:: Consigne A ::
Parmi les lignes qui suivent le texte présenté, relevez toutes celles qui contiennent la chaîne « hillside », en tenant compte de la casse.

:: Texte présenté ::
○ ○ ○ ○ ○ ○ ○

Vous avez su que les Calas ont pleinement gagné leur procès ; c’est à vous qu’ils en ont l’obligation. Vous seul avez remué toute la France et toute l’Europe en leur faveur. Je ne sais ce qui arrivera des malheureux Sirven. On dit que l’avocat Beaumont va plaider leur cause ; je voudrais bien qu’avec une si belle âme et si honnête, cet homme eût un peu plus de goût ; et qu’il ne mît pas dans ses mémoires tant de pathos de collège. Le parlement de Toulouse est furieux, dit-on, et veut casser l’arrêt qui casse le sien ; il ne lui manque plus que cette sottise-là à faire. Les parlements finiront mal, et plus tôt qu’on ne croit ; ils sont trop fanatiques, trop sots et trop tyrans.

Adieu, mon cher maître ; moquez-vous de tout, comme vous faites, sans cesser de secourir les malheureux et d’écraser le fanatisme. Mes respects à madame Denis. Je suis charmé qu’elle ait été contente de ma petite drôlerie que la canaille janséniste et loyoliste ne trouvera pourtant guère drôle.

○ ○ ○ ○ ○ ○ ○

:: Entrées ::
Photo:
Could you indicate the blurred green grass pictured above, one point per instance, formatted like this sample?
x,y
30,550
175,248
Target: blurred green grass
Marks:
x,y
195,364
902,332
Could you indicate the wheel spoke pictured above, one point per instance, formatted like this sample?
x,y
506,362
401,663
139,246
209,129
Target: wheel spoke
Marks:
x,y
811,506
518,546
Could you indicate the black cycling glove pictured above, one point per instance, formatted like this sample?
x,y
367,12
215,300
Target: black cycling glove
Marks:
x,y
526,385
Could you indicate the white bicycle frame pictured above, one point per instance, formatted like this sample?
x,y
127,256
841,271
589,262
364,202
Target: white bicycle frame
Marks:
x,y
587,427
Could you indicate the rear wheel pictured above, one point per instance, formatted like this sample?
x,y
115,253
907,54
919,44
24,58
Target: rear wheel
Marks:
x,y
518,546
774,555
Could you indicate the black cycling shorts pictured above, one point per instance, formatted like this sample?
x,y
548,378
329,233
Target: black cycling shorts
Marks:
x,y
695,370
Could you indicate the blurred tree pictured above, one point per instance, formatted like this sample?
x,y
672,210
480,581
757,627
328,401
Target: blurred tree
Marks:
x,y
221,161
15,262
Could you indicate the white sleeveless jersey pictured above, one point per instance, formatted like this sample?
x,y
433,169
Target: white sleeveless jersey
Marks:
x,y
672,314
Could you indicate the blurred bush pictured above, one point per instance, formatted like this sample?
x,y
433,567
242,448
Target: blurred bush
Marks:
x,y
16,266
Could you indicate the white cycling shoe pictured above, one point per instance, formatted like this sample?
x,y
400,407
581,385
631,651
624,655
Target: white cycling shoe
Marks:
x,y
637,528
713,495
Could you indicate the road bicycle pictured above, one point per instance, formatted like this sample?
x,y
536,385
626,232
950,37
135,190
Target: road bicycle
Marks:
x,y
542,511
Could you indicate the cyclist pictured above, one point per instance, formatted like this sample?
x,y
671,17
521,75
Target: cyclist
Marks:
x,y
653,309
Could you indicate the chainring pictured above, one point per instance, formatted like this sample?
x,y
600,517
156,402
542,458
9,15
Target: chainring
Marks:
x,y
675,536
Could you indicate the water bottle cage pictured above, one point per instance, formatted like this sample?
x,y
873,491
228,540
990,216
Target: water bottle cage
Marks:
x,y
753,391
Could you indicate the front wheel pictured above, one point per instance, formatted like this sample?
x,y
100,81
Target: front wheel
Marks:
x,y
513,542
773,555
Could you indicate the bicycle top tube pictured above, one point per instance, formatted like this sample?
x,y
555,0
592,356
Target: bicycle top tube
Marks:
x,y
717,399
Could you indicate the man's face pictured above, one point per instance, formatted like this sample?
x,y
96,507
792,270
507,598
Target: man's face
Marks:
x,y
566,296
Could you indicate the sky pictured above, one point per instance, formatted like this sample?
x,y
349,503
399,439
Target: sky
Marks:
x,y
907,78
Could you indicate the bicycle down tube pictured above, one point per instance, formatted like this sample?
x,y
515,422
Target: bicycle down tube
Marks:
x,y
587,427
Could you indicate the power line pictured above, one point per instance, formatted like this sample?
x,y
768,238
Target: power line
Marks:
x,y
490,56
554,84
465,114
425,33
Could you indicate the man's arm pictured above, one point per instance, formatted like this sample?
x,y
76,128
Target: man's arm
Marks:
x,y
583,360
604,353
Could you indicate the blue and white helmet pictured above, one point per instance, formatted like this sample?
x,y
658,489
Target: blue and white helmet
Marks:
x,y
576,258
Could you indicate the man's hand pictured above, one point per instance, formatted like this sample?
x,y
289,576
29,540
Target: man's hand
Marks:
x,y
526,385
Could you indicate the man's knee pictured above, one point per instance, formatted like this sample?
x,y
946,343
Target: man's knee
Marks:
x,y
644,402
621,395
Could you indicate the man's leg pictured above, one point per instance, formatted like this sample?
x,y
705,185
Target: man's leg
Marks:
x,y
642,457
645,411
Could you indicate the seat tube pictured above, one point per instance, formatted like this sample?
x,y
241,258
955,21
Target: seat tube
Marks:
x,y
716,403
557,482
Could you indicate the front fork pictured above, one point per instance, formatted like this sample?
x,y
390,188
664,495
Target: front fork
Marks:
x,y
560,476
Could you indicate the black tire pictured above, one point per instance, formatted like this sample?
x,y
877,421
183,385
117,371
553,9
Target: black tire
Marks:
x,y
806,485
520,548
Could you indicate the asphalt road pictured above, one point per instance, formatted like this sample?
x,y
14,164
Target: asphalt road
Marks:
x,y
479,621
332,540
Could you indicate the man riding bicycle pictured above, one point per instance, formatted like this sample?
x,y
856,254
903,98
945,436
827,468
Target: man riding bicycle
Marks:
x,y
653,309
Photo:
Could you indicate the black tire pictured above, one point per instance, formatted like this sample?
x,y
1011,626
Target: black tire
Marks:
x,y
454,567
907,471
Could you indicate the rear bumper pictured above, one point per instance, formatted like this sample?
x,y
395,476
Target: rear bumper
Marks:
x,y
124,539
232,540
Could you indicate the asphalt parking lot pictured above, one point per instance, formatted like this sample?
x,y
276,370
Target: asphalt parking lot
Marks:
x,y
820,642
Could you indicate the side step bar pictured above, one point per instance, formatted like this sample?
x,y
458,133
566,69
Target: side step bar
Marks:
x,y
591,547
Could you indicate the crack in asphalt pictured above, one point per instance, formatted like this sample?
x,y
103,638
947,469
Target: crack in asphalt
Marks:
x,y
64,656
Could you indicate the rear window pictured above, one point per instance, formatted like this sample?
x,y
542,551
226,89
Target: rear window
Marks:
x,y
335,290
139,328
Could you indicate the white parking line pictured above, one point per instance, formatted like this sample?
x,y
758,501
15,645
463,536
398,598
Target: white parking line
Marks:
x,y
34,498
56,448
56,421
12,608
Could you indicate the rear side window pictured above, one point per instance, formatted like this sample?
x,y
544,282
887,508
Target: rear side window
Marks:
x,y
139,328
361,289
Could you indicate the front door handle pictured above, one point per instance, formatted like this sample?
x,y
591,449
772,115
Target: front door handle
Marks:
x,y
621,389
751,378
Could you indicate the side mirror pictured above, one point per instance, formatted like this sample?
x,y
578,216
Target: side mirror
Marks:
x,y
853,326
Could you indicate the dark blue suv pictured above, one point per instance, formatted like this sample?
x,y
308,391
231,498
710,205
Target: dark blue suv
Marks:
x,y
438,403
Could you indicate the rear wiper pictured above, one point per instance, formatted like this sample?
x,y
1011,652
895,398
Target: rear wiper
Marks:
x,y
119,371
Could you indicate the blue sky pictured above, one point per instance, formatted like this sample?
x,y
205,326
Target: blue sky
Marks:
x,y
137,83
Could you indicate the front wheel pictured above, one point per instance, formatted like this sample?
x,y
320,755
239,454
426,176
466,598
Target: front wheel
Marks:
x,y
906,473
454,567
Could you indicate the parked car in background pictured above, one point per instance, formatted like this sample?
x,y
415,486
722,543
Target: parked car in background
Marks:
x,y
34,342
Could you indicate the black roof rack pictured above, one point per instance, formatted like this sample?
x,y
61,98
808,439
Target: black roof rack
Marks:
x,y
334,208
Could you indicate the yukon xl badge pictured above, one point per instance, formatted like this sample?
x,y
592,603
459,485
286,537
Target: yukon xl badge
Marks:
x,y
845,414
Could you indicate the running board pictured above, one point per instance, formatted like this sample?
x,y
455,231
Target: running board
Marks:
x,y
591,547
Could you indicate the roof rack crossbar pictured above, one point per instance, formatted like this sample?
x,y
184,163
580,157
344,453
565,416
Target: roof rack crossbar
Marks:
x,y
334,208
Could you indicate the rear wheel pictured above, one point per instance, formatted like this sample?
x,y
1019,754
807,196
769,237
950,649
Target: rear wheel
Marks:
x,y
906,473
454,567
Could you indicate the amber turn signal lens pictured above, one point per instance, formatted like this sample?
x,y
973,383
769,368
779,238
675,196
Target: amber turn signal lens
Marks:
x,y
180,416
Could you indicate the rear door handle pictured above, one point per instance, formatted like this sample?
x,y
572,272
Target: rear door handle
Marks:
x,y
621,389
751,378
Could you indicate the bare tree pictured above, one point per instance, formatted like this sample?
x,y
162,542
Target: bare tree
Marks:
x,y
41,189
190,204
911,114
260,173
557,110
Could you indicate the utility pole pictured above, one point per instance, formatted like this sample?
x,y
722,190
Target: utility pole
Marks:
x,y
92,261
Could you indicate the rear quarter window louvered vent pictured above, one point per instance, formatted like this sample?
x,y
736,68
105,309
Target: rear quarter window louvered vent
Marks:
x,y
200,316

○ ○ ○ ○ ○ ○ ○

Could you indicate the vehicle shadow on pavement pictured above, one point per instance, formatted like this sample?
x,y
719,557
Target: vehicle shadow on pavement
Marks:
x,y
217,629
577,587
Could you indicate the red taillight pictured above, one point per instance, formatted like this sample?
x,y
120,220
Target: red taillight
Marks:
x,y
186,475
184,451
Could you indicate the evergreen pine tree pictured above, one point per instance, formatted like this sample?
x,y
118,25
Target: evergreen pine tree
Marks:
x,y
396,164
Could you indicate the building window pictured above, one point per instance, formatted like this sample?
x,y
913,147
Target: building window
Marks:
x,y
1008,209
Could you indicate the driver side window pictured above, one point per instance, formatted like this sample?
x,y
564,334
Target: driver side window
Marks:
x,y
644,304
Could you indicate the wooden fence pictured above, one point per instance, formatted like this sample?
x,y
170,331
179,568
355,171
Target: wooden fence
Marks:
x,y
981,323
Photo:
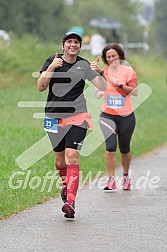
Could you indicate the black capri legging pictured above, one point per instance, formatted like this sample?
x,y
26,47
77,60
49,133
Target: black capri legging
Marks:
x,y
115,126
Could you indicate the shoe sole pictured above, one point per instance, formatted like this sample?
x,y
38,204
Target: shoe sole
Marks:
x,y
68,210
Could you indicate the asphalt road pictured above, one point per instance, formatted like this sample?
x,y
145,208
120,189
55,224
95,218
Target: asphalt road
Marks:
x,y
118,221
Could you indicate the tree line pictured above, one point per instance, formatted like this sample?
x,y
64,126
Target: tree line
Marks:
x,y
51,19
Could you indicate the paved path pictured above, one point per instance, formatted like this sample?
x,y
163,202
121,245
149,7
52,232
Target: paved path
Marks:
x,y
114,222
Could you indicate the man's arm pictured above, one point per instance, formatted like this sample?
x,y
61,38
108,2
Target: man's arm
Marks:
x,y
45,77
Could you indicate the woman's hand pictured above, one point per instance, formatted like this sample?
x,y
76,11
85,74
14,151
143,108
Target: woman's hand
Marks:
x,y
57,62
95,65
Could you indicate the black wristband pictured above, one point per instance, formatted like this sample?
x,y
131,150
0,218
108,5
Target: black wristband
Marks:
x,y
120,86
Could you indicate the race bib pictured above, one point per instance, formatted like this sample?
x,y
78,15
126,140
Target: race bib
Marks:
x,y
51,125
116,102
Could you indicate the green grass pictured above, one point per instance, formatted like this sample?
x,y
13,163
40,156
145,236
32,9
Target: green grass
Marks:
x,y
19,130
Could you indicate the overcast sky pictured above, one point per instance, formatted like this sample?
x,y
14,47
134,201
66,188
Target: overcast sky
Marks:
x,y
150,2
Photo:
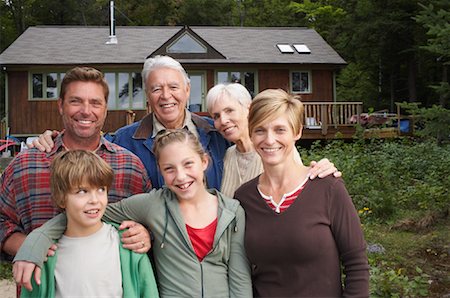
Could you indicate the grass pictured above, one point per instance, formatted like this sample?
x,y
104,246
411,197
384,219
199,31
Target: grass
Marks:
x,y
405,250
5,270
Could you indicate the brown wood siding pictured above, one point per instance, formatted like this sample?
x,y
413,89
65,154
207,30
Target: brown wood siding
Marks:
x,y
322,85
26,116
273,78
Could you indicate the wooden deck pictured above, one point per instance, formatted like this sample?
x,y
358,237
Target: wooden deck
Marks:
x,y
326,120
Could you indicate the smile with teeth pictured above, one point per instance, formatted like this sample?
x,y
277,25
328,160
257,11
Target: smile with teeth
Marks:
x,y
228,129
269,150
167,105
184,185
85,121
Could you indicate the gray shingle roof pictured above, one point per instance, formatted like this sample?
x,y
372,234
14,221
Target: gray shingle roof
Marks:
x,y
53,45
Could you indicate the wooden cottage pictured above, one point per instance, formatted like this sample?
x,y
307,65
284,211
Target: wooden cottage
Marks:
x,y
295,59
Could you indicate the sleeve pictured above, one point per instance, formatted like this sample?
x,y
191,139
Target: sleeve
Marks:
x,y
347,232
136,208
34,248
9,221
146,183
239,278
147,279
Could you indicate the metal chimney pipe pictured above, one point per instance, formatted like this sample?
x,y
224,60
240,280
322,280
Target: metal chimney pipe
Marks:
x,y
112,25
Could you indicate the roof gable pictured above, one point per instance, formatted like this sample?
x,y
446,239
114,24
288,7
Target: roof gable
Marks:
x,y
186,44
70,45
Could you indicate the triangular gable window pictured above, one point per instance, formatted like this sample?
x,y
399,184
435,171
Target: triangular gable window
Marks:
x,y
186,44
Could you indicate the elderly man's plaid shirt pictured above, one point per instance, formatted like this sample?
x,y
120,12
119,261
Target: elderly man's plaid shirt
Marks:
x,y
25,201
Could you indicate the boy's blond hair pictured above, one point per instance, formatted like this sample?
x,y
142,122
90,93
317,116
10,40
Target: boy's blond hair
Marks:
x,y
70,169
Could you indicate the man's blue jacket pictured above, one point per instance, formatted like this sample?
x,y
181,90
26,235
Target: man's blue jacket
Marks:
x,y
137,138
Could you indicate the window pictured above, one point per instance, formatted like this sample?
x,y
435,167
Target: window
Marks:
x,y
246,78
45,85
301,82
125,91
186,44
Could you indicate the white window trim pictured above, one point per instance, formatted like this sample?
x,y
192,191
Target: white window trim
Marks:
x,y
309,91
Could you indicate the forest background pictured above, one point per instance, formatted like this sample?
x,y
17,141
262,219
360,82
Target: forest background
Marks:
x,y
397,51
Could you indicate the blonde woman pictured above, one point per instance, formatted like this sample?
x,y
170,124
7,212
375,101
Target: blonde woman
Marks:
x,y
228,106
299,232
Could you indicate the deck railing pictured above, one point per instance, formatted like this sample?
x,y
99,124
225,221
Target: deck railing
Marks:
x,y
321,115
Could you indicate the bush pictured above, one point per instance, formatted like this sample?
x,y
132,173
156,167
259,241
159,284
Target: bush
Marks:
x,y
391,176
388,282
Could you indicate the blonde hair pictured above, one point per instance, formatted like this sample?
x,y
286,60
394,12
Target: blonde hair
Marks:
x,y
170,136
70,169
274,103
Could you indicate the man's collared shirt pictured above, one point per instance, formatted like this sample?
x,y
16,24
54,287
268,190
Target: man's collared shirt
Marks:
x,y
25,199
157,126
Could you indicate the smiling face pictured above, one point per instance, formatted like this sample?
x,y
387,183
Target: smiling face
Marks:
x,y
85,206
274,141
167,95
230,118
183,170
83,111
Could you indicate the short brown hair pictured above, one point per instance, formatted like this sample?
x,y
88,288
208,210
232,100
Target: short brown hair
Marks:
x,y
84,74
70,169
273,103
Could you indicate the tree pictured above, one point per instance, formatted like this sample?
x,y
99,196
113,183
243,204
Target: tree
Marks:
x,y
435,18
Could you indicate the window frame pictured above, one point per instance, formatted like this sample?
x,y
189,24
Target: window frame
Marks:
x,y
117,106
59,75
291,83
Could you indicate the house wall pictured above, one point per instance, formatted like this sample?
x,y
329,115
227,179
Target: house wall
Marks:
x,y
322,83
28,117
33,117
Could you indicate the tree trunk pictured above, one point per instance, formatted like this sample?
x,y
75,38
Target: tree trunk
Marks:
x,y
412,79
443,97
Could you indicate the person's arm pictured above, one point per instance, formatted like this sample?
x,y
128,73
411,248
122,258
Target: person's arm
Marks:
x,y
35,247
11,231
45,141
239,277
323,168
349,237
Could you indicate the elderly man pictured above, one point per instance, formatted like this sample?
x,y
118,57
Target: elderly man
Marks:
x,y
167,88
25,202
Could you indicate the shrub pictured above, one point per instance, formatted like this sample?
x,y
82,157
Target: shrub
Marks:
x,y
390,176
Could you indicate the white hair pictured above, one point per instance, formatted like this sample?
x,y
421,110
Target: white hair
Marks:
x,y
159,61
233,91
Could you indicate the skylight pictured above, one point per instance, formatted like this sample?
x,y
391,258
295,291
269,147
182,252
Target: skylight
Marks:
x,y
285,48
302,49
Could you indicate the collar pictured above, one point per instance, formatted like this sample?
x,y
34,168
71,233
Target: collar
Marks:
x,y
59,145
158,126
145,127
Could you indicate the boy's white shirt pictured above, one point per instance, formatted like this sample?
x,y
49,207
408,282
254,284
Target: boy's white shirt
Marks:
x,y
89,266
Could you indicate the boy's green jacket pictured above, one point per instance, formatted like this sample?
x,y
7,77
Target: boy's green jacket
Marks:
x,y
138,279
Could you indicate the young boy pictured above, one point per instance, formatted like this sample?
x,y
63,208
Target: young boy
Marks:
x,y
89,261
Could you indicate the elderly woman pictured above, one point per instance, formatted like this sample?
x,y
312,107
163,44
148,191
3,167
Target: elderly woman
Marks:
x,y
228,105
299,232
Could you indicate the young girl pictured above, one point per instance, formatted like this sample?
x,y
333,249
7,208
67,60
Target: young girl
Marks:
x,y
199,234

○ ○ ○ ○ ○ ○ ○

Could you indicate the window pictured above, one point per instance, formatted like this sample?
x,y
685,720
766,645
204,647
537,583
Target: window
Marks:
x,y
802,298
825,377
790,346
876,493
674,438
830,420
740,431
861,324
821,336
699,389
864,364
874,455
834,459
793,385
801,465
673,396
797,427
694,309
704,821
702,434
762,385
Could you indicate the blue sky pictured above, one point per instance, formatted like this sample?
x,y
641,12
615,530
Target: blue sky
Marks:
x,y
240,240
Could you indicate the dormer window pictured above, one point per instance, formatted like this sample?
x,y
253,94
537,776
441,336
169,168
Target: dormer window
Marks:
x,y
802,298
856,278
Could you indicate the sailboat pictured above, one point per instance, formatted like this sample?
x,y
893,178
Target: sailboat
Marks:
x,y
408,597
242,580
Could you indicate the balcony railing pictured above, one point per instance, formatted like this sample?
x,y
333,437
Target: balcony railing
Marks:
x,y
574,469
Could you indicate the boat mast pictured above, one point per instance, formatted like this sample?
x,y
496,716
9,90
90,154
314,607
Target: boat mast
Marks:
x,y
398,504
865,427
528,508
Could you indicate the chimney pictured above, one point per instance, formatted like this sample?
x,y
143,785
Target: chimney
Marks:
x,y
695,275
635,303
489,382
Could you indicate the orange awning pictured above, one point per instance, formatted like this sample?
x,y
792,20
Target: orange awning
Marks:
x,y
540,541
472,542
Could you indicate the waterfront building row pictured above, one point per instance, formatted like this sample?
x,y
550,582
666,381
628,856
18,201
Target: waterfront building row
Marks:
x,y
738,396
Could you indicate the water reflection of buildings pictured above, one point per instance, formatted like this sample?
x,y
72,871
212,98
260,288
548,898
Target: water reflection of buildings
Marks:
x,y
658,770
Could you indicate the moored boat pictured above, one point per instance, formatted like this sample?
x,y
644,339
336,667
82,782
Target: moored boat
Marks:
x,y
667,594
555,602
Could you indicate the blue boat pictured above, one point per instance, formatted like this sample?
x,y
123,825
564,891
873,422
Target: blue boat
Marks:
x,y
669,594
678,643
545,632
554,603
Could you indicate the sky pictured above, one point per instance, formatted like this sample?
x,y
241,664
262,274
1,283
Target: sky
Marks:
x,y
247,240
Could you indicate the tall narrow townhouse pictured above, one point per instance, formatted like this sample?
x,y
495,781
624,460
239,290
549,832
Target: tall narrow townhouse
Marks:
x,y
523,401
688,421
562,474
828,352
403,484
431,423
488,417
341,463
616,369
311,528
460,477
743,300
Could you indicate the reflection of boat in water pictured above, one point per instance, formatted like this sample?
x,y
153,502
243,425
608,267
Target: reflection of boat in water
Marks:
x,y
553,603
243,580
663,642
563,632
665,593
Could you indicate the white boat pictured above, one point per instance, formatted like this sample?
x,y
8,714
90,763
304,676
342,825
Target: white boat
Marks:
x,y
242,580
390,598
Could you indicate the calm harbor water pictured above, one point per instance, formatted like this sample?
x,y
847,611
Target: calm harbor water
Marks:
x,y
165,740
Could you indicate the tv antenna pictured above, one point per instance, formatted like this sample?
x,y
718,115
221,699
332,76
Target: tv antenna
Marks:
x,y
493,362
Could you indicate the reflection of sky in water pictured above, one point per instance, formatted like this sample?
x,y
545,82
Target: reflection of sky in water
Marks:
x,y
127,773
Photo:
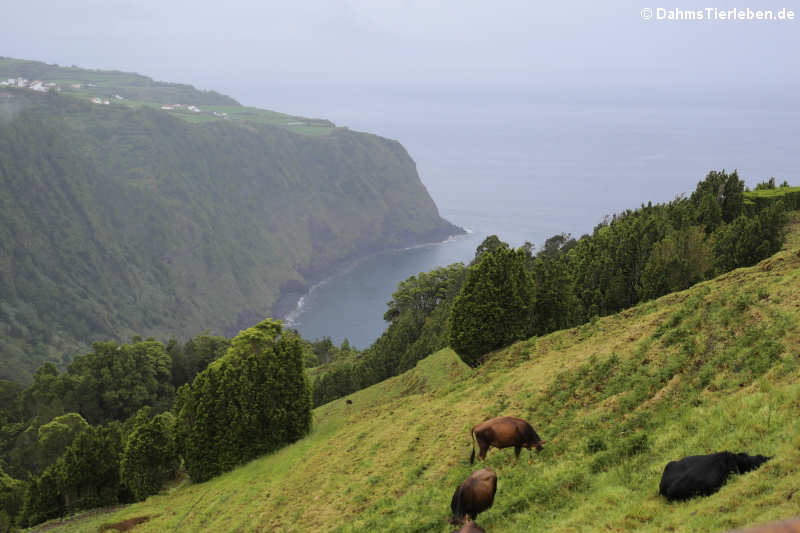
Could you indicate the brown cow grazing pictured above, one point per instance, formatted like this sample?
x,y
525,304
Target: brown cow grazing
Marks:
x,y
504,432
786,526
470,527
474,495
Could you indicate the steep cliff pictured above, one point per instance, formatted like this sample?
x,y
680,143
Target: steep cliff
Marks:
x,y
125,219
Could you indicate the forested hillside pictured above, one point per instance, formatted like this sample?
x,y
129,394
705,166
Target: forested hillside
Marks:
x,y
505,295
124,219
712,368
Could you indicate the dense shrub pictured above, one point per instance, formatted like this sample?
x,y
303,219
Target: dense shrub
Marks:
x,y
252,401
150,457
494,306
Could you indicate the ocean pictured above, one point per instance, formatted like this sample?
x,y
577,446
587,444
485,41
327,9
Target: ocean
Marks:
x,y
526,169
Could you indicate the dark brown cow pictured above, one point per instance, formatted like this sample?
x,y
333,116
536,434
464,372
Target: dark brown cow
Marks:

○ ○ ○ ○ ○ ○ ○

:: Consigne B ::
Transcrivez fidèlement le passage du texte présenté qui va de « Vous avez su » jusqu'à « et trop tyrans. » inclus.

:: Corrigé A ::
Could you indicate the forested hillside pictured above, one point per instance, formatted like this sample?
Target: forested hillside

:: Corrigé B ::
Vous avez su que les Calas ont pleinement gagné leur procès ; c’est à vous qu’ils en ont l’obligation. Vous seul avez remué toute la France et toute l’Europe en leur faveur. Je ne sais ce qui arrivera des malheureux Sirven. On dit que l’avocat Beaumont va plaider leur cause ; je voudrais bien qu’avec une si belle âme et si honnête, cet homme eût un peu plus de goût ; et qu’il ne mît pas dans ses mémoires tant de pathos de collège. Le parlement de Toulouse est furieux, dit-on, et veut casser l’arrêt qui casse le sien ; il ne lui manque plus que cette sottise-là à faire. Les parlements finiront mal, et plus tôt qu’on ne croit ; ils sont trop fanatiques, trop sots et trop tyrans.